_Source records:_
________________________
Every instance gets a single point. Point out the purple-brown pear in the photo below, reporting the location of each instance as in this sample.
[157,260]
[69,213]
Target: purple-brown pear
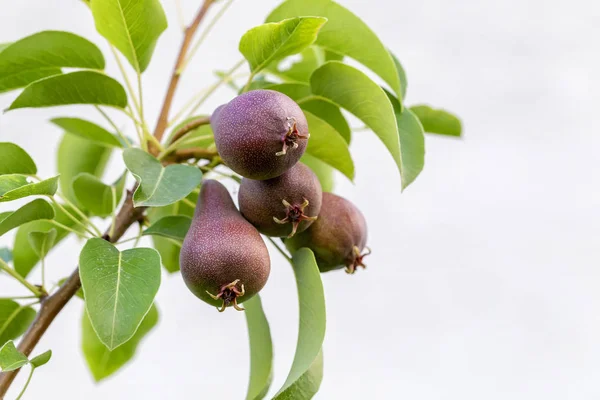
[337,238]
[224,261]
[284,205]
[260,134]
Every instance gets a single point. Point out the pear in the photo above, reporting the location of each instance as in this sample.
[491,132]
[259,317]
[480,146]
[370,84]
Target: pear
[223,259]
[337,238]
[260,134]
[283,205]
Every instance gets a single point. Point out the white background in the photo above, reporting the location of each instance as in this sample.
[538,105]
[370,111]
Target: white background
[485,277]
________________________
_Task item:_
Whenever the string "above" shows up in a line of the records, copy that line.

_Solution to this problem:_
Every instance gets a single point. Point out the pear in the photo above, reporting the location of each instance as in this sample.
Every instance gets a single point. Point out the white background in the photo above, reporting the location of each instance as in this sample.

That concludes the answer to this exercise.